### What the task requires
In the records below, take the span from the line with "the car roof" up to and including the line with "x=161, y=133", and rewrite only those lines with "white race car" replaced by "silver race car", leaving everything else as it is.

### Data provided
start
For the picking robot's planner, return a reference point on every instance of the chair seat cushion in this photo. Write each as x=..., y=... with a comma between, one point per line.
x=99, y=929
end
start
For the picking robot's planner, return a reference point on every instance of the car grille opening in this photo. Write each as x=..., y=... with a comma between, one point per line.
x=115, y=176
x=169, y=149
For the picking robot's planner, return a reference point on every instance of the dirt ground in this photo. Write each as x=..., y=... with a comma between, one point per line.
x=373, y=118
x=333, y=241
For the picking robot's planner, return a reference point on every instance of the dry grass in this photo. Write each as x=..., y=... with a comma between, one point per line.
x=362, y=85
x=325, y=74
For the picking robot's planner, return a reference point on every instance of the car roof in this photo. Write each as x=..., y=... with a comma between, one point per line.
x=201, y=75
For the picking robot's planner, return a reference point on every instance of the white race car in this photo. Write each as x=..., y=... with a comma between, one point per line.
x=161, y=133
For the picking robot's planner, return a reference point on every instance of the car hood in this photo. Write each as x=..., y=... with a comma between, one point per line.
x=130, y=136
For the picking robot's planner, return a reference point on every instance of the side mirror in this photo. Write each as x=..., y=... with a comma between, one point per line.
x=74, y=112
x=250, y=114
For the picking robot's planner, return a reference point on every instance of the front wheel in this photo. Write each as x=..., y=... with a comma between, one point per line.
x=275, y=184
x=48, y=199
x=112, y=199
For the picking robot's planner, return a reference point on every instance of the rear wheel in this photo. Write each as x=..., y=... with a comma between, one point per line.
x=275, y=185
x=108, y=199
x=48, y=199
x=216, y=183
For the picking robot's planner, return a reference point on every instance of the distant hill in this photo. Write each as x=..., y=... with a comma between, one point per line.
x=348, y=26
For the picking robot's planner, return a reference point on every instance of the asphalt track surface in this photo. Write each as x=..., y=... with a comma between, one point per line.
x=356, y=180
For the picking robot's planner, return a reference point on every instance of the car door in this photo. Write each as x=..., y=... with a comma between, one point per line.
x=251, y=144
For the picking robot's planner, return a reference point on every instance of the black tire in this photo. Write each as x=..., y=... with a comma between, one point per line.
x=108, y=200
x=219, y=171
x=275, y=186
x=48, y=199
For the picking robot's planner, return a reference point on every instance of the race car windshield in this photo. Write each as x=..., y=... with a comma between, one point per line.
end
start
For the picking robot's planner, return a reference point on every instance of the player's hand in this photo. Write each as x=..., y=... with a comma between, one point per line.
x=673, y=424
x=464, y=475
end
### Task response
For the picking robot's planner, return a reference point on every instance of the car roof in this photo. Write each as x=..., y=... with a comma between, one point per line.
x=201, y=75
For the picking robot's planner, return a reference point on every instance of the silver race car in this photo. Write each as x=..., y=... with a comma between, one point per line.
x=161, y=133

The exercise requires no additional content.